Stored records
++++++
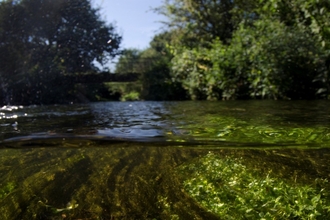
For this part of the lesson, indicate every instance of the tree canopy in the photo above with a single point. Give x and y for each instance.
(276, 49)
(41, 41)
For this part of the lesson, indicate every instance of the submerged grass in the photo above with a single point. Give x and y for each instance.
(232, 190)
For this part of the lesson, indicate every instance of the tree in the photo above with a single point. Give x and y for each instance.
(198, 22)
(44, 40)
(153, 66)
(275, 49)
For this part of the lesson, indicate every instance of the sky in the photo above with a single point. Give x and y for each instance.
(134, 19)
++++++
:: Directions for this task ::
Locate the line that contains "of the submerged". Repeat it and every line after it, up to and including the final line, exactly.

:: Full answer ::
For this part of the lesson, indicate every instance of the submerged grass in the photo above with a single point. Give x and y for each instance.
(232, 190)
For this part of the lesson, indicate every instance of the tree in the photo above with a single point. Give x and y for each instance.
(198, 22)
(44, 40)
(153, 66)
(275, 49)
For this part of the lesson, indicate every instance of the sky in the photo above with a single point. Give x and y for each instance.
(134, 19)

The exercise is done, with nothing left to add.